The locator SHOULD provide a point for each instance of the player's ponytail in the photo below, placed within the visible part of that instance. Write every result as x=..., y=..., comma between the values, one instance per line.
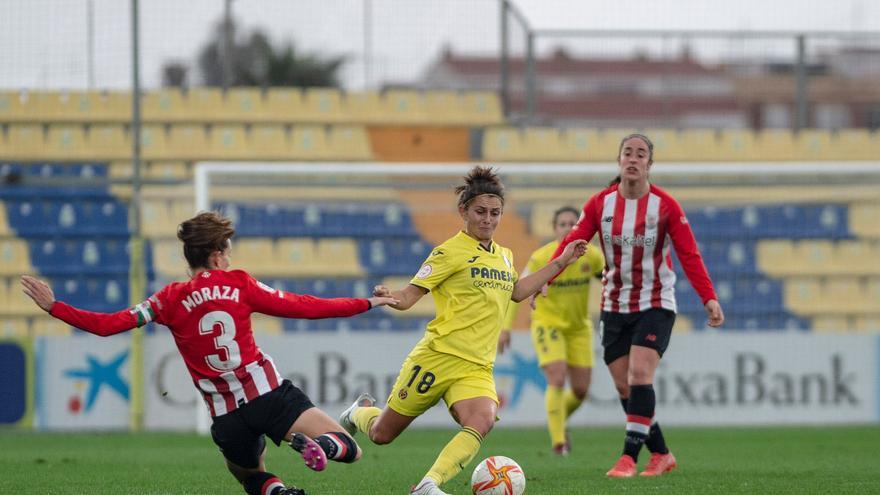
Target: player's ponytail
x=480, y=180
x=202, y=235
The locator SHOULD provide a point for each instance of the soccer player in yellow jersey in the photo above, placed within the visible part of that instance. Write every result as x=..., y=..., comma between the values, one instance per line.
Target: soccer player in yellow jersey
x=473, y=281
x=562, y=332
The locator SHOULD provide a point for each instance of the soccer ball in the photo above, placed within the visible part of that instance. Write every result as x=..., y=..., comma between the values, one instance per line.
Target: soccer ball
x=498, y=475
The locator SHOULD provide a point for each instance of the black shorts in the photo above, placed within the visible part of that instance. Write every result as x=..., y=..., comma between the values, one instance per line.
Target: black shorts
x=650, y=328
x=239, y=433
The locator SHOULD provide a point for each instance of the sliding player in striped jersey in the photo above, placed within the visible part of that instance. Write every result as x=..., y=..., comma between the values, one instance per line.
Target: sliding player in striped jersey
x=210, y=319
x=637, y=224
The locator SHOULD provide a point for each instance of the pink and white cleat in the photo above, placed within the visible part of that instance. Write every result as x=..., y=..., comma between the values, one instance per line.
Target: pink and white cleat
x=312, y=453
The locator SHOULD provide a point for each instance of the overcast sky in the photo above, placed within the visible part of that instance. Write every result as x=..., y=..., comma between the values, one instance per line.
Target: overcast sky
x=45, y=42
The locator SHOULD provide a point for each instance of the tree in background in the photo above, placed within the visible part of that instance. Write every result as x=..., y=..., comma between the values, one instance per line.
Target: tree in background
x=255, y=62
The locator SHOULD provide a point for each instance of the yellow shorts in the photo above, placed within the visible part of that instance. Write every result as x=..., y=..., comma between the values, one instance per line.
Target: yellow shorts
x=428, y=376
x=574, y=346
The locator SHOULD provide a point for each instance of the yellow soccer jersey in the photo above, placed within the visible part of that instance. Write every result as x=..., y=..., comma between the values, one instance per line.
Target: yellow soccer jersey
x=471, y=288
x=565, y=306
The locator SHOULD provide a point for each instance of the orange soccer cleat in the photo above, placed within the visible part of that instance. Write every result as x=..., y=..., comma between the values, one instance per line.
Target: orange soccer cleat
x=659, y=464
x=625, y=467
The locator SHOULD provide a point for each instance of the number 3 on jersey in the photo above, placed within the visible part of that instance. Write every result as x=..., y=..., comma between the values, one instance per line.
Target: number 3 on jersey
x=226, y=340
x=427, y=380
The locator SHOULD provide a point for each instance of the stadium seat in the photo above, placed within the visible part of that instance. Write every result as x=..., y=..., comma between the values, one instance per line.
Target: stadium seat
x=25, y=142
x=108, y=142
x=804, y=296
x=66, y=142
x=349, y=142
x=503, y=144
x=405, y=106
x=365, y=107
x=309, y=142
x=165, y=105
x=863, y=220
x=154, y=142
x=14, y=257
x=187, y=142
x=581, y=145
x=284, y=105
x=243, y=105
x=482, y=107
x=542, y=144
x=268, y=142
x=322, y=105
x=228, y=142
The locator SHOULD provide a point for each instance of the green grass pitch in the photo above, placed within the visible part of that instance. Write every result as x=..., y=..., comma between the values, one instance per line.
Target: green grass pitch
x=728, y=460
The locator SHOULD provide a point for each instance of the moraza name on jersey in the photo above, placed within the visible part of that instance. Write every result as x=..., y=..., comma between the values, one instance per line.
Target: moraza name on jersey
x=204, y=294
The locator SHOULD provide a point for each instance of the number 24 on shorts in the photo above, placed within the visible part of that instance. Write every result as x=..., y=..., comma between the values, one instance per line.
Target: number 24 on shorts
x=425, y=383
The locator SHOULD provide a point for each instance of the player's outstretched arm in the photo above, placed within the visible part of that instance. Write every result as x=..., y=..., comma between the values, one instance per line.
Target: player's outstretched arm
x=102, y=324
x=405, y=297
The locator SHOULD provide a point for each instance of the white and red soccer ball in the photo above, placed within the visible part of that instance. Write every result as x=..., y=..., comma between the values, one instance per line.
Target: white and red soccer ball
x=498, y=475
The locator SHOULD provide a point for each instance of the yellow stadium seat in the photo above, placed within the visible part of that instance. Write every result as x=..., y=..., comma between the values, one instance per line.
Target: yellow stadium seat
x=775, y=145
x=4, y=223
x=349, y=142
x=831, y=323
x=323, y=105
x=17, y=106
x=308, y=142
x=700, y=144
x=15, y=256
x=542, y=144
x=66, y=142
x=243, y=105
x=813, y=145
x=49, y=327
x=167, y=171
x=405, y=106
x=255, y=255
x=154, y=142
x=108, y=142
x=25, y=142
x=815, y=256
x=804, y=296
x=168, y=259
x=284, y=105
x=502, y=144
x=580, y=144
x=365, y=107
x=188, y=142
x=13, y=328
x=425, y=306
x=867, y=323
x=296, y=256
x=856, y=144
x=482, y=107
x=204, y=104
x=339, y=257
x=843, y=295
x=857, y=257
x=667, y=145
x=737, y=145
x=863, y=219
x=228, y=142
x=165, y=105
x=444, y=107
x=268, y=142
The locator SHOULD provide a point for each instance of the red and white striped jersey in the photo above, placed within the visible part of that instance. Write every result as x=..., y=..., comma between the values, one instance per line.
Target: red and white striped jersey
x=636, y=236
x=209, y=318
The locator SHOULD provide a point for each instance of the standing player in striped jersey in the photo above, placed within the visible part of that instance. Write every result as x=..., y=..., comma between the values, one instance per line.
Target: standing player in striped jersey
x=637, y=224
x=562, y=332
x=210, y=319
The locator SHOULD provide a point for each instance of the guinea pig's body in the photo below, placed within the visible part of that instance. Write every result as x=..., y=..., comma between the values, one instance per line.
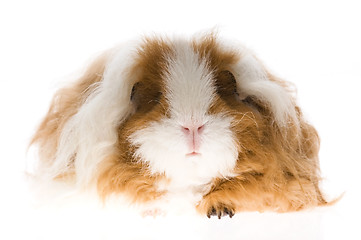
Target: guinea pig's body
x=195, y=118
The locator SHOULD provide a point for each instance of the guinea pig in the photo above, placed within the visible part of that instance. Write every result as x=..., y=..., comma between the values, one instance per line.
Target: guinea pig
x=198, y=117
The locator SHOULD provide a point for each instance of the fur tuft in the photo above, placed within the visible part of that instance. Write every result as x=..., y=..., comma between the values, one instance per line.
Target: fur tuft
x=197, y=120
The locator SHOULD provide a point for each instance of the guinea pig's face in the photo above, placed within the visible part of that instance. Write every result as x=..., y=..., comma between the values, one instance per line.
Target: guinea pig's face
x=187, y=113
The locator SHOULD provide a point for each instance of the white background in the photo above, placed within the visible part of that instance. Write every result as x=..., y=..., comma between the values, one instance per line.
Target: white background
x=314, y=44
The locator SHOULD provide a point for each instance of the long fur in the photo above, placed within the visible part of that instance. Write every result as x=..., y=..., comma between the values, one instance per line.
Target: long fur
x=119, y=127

=====

Reproduce all of the rows above word for word, leaving out the pictures.

The output
The locator SHOULD provide a point for each instance of the player's ponytail in the photo below, placed within the visible part of that instance. Write every result as x=..., y=..., comma between the values, one instance per line.
Target: player's ponytail
x=480, y=180
x=202, y=235
The locator SHOULD provide a point for each instance of the soccer player in yellow jersey in the photo above, placed within the visible part of that instance. Write every result as x=..., y=..., comma between the values, one instance per line.
Target: soccer player in yellow jersey
x=473, y=281
x=562, y=332
The locator SHOULD provide a point for each instance of the soccer ball in the photo above, placed within the visible part of that instance. Write every result as x=..., y=..., comma between the values, one instance per line.
Target: soccer ball
x=498, y=475
The locator SHOULD provide a point for each instance of the black shorts in the photo above, placed within the visible part of that instance. Write every result as x=..., y=..., comma between the values, one instance per line.
Target: black shorts
x=650, y=328
x=239, y=433
The locator SHOULD provide a point for each instance of the sliding player in striped jersey in the photo above, placed within the visible part of that instance. Write every result as x=..., y=..., comma between the values, one instance per line.
Target: sliding player in striped jersey
x=210, y=319
x=637, y=224
The locator SHOULD provide a point for each instance of the pink and white cleat in the photo above, placed within the visible part of that instance. Write every result as x=..., y=..., comma between the values, one instance per line.
Target: pink and white cleat
x=312, y=453
The locator SHOULD provide a point for each instance of the overcast sky in the photo above, placed within the visible part of that instance. Write every result as x=..., y=..., comma between the values, one instance per line.
Target: overcast sky
x=45, y=42
The locator SHOULD provide a point for each instance of the tree in background in the photo above, placed within the visible part of that instance. Write every result as x=..., y=..., comma between the values, one instance per line.
Target: tree in background
x=255, y=62
The locator SHOULD provide a point for each instance of the yellow shorts in the photo above, placed within the visible part of that instance. Write every result as x=..., y=..., comma between the values, one instance per line.
Target: yellow shorts
x=428, y=376
x=574, y=346
The locator SHOULD provide a point for each instance of the yellow soccer jersey in the photo above, placed within the visible part of that instance. Write every result as x=..., y=..., comma between the values, one instance per line.
Target: yellow soccer jersey
x=471, y=288
x=565, y=306
The locator SHOULD provide a point for each instance of the orange soccer cleat in the photo above, placed within the visible part of that instance. Write every result as x=..., y=..., comma between the values, one instance per line.
Target: orange soccer cleat
x=659, y=464
x=625, y=467
The locator SHOULD provide a point for each instance of the number 3 on jersey in the photo above, placed within the visible part of that instance. Write every result as x=..., y=..., comma between the values, one instance per line.
Target: number 3 on jersey
x=226, y=340
x=427, y=380
The locator SHOULD provide a point for each instance of the stadium seat in the photo above, placed within the visible part of that instance. Write every result as x=..., y=..., comma between the values, one instance per line.
Target: stadium seat
x=25, y=142
x=108, y=142
x=804, y=296
x=66, y=142
x=349, y=142
x=503, y=144
x=405, y=106
x=365, y=107
x=309, y=142
x=165, y=105
x=863, y=220
x=154, y=142
x=14, y=257
x=187, y=142
x=581, y=145
x=284, y=105
x=243, y=105
x=482, y=107
x=542, y=144
x=268, y=142
x=322, y=105
x=228, y=142
The locator SHOULD provide a point for each instance of the green grass pitch in the photo above, placed within the visible part of that instance. Write every result as x=..., y=..., comma between the values, one instance per line.
Target: green grass pitch
x=728, y=460
The locator SHOULD provide a point for each instance of the moraza name on jersey in the photo above, placed within the visible part of that instance. Write every result as x=..., y=..., comma between the values, one instance per line.
Target: moraza name on jersey
x=204, y=294
The locator SHOULD provide a point for each instance of the number 24 on shorts in the photo above, placed within the visible part of that instance. Write every result as x=..., y=..., comma between the values, one instance per line.
Target: number 24 on shorts
x=425, y=383
The locator SHOULD provide a point for each instance of the player's outstretched arm in the photo above, placed within the visible part of that instance. Write every result as x=..., y=..., comma between the values, one instance per line.
Target: player's outstretched arm
x=102, y=324
x=405, y=297
The locator SHOULD provide a point for each instance of the white and red soccer ball in the photo above, placed within the visible part of that instance. Write every result as x=..., y=..., comma between the values, one instance per line.
Target: white and red soccer ball
x=498, y=475
The locator SHOULD provide a point for each instance of the yellow stadium seat in the photo above, placed within the visible part of that instance. Write every result as x=..., y=..., comma between the values, one instance per line.
Target: yellow stadium seat
x=775, y=145
x=4, y=223
x=349, y=142
x=831, y=323
x=323, y=105
x=17, y=106
x=308, y=142
x=700, y=144
x=15, y=256
x=542, y=144
x=66, y=142
x=243, y=105
x=813, y=145
x=49, y=327
x=167, y=171
x=405, y=106
x=255, y=255
x=154, y=142
x=108, y=142
x=25, y=142
x=815, y=256
x=804, y=296
x=168, y=259
x=284, y=105
x=502, y=144
x=580, y=144
x=365, y=107
x=188, y=142
x=13, y=328
x=425, y=306
x=867, y=323
x=296, y=256
x=856, y=144
x=482, y=107
x=204, y=104
x=339, y=257
x=843, y=295
x=857, y=257
x=667, y=145
x=737, y=145
x=863, y=219
x=228, y=142
x=165, y=105
x=444, y=107
x=268, y=142
The locator SHOULD provide a point for each instance of the red and white striped jersey in the photo above, placed within the visible part of that instance. Write every result as x=..., y=..., comma between the values, one instance per line.
Target: red and white striped jersey
x=636, y=236
x=209, y=318
The locator SHOULD provide a point for each instance of the standing player in striped jersey in the photo above, placed within the visible part of that instance. Write every result as x=..., y=..., comma between the values, one instance per line.
Target: standing player in striped jersey
x=637, y=224
x=562, y=332
x=210, y=319
The locator SHOULD provide a point for each instance of the guinea pig's body in the photo below, placed within the visible part of that instance. Write every result as x=..., y=..., comma between the values, one instance per line.
Target: guinea pig's body
x=195, y=118
The locator SHOULD provide a point for each instance of the guinea pig in the photo above, placed within the visible part of that instance. Write every result as x=..., y=..., comma between the values, one instance per line.
Target: guinea pig
x=198, y=117
The locator SHOULD provide a point for each instance of the fur tuft in the photo above, placed within the visible part of that instance. Write every result as x=..., y=..., comma between the values, one instance per line.
Target: fur tuft
x=197, y=120
The locator SHOULD provide a point for each instance of the guinea pig's face in the photo above, placed within the visible part of that instance. Write every result as x=..., y=..., comma between the values, one instance per line.
Target: guinea pig's face
x=187, y=113
The locator SHOULD provide a point for each instance of the white background in the photo above, placed within the visible part of that instance. Write every result as x=..., y=..., comma between the values, one instance per line.
Target: white background
x=314, y=44
The locator SHOULD provide a point for each instance of the long fur in the photo above, placed within the visible part of that instance. Write every result as x=..., y=..., comma between the values, one instance per line.
Target: long fur
x=119, y=127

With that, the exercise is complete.